■ TASK DESCRIPTION: Copy out the entire listing precisely.

■ INPUT DATA:
------------------------

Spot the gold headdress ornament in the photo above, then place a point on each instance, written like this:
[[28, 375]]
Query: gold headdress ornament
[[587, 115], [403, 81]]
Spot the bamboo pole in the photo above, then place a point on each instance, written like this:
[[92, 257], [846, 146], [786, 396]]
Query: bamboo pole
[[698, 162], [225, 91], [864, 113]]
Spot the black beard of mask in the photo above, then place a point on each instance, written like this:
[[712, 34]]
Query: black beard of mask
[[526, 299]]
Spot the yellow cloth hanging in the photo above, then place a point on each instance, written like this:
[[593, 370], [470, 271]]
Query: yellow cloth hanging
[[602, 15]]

------------------------

■ RESPONSE BELOW:
Spot the gold headdress ornament in the photo above, then place a point on each instance, written like this:
[[28, 375]]
Query: gold headdress ornament
[[587, 115], [403, 81]]
Spot the bamboo pole in the photo above, then place a point on each instance, written like this:
[[92, 257], [846, 146], [786, 396]]
Query: bamboo pole
[[698, 162], [225, 91], [864, 113]]
Spot the black beard of mask in the photo above, then place a point on each instance, written like this:
[[712, 34]]
Query: black beard of mask
[[526, 299]]
Spot the yellow cloth hanging in the photo above, then place a point on each instance, written like this:
[[593, 370], [470, 271]]
Query: yellow cloth hanging
[[602, 15]]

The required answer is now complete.